* [Questions on the material]:
(a) In the passage on classifier performance, write out again the part starting with "Methods to prior" and going on through "change in outcome).", substituting "practical significance" for "clinical significance".
(b) According to the passage on classifier performance, what is needed if the initial Bayes error rate is poor?

* [Passage to read]:

※

Think of the Bayes error rate as an estimated upper bound, you probably won’t do better than it and you likely will (intentionally) do worse (as you trade performance on historic data for better performance on new data and efficiency). If your initial Bayes error rate is poor, then no amount of modeling will help- you need more features and feature engineering (a different sort of project).
Methods to prior estimate business utility
What the business really needs to know is if promised increase in classifier performance leads to a desired increase in business (customers, revenue or anything as long as it is specific and measurable). From your performance calibration exercises you should have a reasonable target classification or modeling improvement in mind. You want of quantify the expected business impact of that the proposed amount of classification improvement on the business. This is where we are converting from statistical significance (is the math on our side) to clinical significance (will it drive an appreciable change in outcome).
- Retrospective simulation
From the historic business data choose uniformly at random a sample of interactions that meet your target classifier performance. That is if you thing your achievable goal is a 10% increase and precision and a 2% decrease in recall (often you want to or are forced to trade precision and recall): generate a sample of customers from historic offers that meet this pattern. This doesn’t require a model- just access to historic data. Then measure the change in revenue if these had been your entire customer set versus a unbiased sample of the same size.

※

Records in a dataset
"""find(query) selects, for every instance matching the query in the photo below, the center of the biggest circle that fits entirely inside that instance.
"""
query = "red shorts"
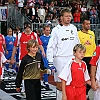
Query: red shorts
(0, 71)
(75, 93)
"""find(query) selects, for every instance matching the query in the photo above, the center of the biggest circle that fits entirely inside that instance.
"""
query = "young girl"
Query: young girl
(29, 70)
(74, 76)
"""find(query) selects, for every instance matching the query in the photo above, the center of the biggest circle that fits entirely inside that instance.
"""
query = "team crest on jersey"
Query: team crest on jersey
(94, 54)
(72, 32)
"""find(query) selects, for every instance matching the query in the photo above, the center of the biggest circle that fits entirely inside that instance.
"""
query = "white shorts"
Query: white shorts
(59, 63)
(97, 93)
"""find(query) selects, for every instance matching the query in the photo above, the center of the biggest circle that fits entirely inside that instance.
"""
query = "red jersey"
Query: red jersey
(2, 42)
(22, 40)
(77, 71)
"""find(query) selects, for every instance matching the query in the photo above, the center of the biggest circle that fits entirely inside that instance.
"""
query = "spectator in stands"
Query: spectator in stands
(41, 13)
(93, 15)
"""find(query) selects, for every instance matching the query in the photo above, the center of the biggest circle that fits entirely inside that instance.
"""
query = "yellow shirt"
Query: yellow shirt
(88, 40)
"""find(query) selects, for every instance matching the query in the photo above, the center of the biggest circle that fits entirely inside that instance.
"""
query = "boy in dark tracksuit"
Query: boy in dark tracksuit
(29, 70)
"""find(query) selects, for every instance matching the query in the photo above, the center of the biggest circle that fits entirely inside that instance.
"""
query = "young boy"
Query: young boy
(74, 76)
(29, 70)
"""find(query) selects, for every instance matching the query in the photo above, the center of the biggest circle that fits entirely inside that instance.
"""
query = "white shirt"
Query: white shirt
(62, 42)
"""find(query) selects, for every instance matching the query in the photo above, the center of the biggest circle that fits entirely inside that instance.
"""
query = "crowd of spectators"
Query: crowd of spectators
(48, 11)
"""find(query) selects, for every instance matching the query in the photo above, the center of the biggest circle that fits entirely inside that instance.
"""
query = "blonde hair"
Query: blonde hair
(79, 46)
(30, 44)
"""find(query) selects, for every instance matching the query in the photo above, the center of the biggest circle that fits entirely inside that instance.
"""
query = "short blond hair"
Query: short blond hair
(79, 46)
(30, 44)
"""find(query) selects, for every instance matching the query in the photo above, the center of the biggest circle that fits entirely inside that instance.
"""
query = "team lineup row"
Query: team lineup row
(70, 55)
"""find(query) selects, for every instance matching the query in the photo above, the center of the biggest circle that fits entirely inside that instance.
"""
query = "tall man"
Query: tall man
(60, 47)
(87, 38)
(22, 40)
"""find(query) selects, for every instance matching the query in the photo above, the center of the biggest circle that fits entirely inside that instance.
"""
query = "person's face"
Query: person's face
(33, 49)
(47, 31)
(86, 25)
(66, 18)
(10, 32)
(79, 54)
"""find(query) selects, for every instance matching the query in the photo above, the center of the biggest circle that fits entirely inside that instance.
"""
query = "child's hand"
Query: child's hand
(18, 89)
(64, 97)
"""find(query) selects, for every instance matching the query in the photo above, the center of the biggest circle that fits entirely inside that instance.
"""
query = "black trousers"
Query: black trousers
(33, 89)
(87, 61)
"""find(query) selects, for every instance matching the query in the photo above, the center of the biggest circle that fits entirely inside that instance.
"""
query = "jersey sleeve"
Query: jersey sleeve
(95, 56)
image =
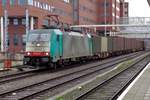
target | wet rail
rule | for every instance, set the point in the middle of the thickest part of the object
(110, 89)
(39, 88)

※

* [Your responses]:
(a)
Methods to prior estimate business utility
What the business really needs to know is if promised increase in classifier performance leads to a desired increase in business (customers, revenue or anything as long as it is specific and measurable). From your performance calibration exercises you should have a reasonable target classification or modeling improvement in mind. You want of quantify the expected business impact of that the proposed amount of classification improvement on the business. This is where we are converting from statistical significance (is the math on our side) to practical significance (will it drive an appreciable change in outcome).

(b) More features and feature engineering.